Da quasi 25 anni la sua mission è restaurare muretti a secco e pajare che, ipse dixit, «ricostruisco com’erano all’origine».
Anche Dario conferma che la «richiesta di lavori tradizionali è alta sia perché il risultato è indubbiamente bello da vedere sia perché, per questo tipo di lavori, ci sono possibilità di accedere a specifici finanziamenti. Il ripristino dei muretti a secco, in modo particolare, è molto richiesto».
Qual è in particolare il tuo lavoro?
«Riportare il tutto com’era un tempo con lo stesso tipo di lavorazione. Da non confondere con ciò che fanno taluni, utilizzando metodi non indigeni che danno un risultato finale diverso rispetto a quello che erano i muretti a secco originali del Salento, rovinandone peraltro l’estetica».
In particolare, a cosa ti riferisci?

==*==

▶ CONSEGNA 1:
Nel brano sui muretti a secco, da quanto tempo restaurare muretti a secco e pajare è la missione della persona descritta?
▶ CONSEGNA 2:
Per favore, indica la prima parola di ogni passo racchiuso tra virgolette caporali nel brano sui muretti a secco.

▶ DATI FORNITI:
==*==

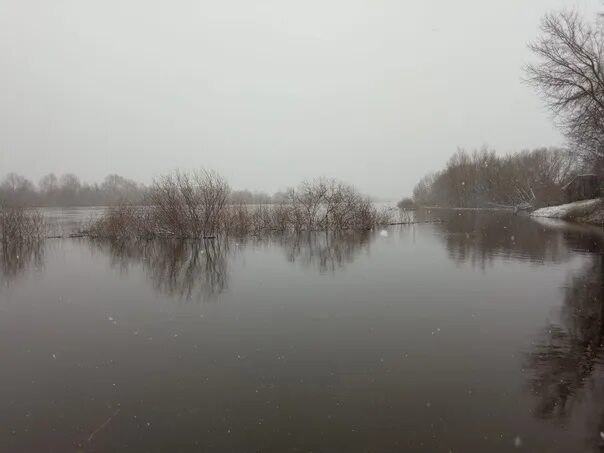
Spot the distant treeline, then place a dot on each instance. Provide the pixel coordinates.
(483, 179)
(69, 190)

==*==

▶ RISPOSTA COMPLETA 1:
Da quasi 25 anni.

▶ RISPOSTA COMPLETA 2:
ricostruisco, richiesta, Riportare